*Instructions to follow:*
Locate each line in the data below that contains the word "dark" and copy those lines. The match is case-sensitive.

Named-object pointing records
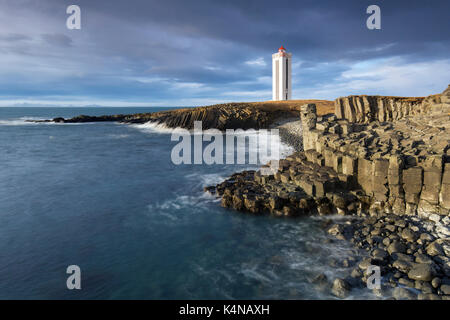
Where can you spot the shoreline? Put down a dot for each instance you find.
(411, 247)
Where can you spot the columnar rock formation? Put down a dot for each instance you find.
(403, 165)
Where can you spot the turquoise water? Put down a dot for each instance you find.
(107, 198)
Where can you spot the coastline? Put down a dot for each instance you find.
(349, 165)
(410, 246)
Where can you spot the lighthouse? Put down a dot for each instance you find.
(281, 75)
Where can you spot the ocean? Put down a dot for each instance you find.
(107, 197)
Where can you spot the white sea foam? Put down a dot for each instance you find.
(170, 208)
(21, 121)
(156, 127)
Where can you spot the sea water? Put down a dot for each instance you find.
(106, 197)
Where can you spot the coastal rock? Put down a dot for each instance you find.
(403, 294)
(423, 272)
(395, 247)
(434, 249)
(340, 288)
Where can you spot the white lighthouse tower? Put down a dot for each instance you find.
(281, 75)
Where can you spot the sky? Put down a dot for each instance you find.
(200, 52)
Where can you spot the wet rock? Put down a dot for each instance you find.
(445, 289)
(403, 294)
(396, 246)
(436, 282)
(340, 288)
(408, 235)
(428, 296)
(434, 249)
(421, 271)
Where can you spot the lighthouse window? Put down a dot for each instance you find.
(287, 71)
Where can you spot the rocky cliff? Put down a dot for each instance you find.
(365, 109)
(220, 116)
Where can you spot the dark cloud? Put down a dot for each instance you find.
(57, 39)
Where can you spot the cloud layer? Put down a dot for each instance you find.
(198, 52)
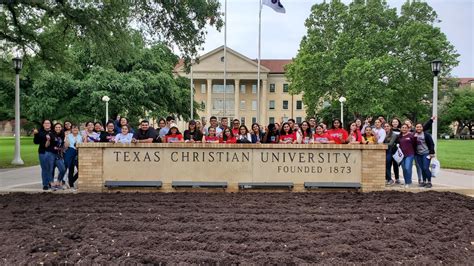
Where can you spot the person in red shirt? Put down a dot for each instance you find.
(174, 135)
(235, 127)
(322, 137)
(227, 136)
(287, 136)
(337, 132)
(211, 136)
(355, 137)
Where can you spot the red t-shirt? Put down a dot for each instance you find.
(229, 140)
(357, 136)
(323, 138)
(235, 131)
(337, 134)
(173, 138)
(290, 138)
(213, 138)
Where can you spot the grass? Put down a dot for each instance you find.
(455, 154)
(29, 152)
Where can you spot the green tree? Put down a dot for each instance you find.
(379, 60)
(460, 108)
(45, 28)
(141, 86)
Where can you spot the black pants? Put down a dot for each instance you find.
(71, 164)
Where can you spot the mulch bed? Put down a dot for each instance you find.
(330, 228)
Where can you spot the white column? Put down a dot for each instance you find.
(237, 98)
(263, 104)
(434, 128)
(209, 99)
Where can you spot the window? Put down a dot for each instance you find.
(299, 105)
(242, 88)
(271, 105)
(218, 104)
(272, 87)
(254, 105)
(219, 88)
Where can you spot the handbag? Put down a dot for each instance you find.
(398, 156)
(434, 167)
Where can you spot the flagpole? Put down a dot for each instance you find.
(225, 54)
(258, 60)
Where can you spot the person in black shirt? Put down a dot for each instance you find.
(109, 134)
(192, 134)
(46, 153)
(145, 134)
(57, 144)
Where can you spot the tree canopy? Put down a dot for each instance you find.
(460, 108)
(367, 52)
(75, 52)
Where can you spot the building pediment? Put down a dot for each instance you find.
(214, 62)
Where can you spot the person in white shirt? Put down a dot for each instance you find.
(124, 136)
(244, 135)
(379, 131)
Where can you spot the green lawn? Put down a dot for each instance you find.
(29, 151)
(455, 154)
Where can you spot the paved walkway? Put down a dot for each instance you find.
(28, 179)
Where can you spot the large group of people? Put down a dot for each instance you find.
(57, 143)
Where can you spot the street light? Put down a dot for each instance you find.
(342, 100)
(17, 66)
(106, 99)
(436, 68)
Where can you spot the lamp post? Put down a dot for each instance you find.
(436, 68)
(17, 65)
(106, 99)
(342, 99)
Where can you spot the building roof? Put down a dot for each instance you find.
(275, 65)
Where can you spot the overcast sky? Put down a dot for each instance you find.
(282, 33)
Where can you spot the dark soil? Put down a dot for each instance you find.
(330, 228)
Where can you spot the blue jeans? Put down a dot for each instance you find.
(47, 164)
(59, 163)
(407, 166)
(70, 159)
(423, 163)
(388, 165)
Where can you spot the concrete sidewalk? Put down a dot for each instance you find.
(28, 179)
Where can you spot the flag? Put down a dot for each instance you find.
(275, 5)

...

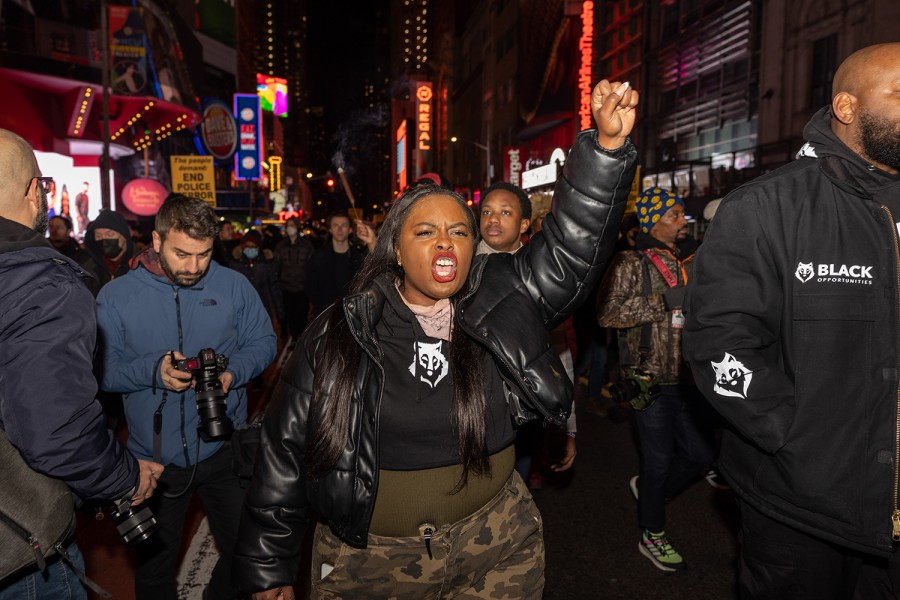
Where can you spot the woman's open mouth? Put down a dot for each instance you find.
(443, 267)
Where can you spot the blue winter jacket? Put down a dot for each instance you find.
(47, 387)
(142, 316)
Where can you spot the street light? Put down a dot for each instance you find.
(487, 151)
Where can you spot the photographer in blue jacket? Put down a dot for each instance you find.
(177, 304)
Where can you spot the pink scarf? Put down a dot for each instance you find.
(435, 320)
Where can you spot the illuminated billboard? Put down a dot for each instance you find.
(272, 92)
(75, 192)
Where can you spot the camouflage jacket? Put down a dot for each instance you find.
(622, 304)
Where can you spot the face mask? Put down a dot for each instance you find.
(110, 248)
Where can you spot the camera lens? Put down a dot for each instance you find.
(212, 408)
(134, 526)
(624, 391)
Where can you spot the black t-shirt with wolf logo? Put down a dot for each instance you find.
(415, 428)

*Written response:*
Where can you spot the dark cloud? Put down a dot for each instance you find.
Where can you spot the dark soil? Put down a dot for each instance you find.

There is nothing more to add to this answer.